_MATERIAL PROVIDED:_
%%

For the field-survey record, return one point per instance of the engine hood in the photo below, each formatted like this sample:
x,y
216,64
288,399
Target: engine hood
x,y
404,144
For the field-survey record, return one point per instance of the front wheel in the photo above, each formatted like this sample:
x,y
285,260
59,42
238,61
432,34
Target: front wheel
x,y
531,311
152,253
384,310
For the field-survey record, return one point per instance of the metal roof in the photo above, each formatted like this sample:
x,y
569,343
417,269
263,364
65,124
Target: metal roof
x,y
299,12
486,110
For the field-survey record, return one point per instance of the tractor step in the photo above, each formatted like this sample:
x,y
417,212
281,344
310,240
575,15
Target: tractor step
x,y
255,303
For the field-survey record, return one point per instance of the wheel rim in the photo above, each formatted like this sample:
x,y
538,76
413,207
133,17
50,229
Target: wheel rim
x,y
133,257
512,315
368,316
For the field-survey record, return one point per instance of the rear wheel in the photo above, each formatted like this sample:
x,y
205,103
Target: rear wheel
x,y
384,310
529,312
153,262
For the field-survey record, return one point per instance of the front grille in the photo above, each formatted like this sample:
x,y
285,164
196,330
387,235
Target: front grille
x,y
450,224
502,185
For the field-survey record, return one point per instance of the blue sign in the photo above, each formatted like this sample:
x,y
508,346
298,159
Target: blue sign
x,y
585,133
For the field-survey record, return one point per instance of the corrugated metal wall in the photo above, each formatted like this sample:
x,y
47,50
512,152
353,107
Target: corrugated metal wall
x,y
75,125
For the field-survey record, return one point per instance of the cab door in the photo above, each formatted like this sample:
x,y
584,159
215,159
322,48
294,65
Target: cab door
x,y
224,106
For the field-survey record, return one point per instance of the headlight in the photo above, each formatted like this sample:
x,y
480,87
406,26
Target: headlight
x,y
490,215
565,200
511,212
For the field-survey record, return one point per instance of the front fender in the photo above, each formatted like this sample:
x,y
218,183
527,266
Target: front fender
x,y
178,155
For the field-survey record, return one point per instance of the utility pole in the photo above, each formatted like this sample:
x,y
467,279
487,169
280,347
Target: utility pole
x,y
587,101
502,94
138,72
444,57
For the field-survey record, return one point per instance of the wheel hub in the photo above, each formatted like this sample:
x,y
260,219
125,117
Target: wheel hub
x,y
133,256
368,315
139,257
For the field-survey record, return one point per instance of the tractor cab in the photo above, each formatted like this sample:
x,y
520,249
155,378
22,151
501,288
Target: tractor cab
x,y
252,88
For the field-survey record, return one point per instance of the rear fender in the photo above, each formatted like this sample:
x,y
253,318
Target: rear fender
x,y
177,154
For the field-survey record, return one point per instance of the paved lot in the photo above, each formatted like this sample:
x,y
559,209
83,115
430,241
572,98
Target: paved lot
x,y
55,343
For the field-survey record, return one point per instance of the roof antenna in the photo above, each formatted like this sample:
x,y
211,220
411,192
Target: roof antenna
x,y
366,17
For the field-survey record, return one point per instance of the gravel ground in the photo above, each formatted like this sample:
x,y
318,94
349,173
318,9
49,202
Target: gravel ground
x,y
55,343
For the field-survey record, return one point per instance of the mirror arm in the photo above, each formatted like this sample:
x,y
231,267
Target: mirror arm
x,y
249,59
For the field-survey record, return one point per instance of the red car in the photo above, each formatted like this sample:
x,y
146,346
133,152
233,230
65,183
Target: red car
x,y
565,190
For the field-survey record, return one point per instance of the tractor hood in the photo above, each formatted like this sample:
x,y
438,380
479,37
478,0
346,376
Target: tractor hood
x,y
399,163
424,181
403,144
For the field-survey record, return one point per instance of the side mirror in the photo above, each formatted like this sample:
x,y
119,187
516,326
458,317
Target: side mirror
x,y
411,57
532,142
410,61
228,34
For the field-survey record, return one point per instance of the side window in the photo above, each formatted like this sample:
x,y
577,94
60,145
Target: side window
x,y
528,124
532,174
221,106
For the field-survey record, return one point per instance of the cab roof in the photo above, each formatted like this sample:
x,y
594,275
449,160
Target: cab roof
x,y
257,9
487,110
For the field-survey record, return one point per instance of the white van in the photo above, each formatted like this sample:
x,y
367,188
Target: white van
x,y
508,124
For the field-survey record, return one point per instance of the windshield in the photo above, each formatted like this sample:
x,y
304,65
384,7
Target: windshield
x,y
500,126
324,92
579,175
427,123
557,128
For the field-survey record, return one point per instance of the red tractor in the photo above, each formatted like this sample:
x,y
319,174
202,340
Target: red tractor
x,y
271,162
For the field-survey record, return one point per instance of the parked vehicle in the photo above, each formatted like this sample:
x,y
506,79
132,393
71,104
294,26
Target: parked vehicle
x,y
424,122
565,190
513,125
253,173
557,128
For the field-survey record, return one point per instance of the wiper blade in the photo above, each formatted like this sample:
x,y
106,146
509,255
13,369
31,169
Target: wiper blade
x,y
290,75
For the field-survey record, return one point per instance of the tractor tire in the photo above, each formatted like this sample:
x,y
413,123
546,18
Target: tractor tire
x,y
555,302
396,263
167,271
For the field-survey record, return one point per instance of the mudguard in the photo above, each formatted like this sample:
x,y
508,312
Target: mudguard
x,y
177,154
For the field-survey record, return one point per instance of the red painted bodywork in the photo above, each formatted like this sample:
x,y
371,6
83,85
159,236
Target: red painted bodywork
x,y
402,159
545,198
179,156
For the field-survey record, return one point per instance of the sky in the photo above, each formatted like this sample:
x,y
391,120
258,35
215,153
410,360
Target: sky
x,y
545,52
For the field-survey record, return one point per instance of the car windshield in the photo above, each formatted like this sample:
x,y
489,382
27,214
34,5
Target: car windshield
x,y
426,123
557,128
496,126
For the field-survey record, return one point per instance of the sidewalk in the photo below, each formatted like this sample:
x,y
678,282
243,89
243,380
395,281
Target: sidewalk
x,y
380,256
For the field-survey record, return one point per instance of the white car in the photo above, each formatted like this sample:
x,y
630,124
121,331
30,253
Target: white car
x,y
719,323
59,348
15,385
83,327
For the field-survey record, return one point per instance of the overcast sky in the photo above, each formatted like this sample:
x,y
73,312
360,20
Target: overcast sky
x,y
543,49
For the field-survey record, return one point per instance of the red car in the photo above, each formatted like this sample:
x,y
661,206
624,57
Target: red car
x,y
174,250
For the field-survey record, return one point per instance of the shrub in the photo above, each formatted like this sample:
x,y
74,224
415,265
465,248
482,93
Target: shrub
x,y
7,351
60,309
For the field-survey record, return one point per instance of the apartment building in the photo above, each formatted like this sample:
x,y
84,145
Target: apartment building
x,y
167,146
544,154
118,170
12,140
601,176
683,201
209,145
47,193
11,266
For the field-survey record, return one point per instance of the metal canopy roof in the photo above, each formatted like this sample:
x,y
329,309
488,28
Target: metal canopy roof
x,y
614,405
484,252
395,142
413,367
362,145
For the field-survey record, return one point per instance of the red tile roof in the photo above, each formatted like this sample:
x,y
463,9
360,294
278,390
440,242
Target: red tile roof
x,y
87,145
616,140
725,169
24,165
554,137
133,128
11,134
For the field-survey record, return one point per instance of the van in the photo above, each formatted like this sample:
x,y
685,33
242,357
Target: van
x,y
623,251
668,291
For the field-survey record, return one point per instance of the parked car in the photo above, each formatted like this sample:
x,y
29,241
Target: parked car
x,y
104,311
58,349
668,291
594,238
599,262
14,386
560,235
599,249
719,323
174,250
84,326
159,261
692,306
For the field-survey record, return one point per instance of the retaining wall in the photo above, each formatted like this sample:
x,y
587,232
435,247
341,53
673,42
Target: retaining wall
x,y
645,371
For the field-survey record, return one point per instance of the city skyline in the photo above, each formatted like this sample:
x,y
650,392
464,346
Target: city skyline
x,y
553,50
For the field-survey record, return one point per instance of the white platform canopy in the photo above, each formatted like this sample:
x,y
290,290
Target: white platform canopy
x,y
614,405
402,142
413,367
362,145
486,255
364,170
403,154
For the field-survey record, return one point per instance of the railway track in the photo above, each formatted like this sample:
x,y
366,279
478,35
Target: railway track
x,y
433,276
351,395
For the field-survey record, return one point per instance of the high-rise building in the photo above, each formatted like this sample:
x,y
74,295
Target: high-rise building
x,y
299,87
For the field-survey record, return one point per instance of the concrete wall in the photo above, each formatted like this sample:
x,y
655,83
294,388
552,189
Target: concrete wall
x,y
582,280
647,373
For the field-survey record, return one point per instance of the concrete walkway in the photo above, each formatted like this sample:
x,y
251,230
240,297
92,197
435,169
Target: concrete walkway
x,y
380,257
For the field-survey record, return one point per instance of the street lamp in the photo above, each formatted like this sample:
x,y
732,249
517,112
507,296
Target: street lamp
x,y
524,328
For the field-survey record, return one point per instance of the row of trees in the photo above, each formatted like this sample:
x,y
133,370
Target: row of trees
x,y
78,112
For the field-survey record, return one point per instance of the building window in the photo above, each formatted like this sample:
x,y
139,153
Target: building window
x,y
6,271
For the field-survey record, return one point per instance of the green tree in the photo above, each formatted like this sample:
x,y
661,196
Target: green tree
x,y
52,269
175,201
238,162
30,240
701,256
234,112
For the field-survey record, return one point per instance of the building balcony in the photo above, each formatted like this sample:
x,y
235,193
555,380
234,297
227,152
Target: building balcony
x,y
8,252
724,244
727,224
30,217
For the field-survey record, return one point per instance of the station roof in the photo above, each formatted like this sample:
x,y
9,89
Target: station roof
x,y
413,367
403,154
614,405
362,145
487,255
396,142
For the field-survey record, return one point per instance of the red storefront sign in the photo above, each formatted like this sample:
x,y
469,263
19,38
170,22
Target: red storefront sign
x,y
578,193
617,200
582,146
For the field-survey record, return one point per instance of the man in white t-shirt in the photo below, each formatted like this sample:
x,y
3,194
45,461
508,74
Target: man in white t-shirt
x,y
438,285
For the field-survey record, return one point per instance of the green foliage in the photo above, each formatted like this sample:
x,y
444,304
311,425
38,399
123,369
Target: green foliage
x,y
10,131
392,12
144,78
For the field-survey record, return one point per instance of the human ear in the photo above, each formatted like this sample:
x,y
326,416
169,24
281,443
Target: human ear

%%

_WHAT IS NEEDED:_ Pick each line holding the word "human" out of the data and copy it.

_RESPONSE TO THIS TASK:_
For the field-survey record, return one point per instance of the human ear in the photo above, each formatted like this sample:
Target: human ear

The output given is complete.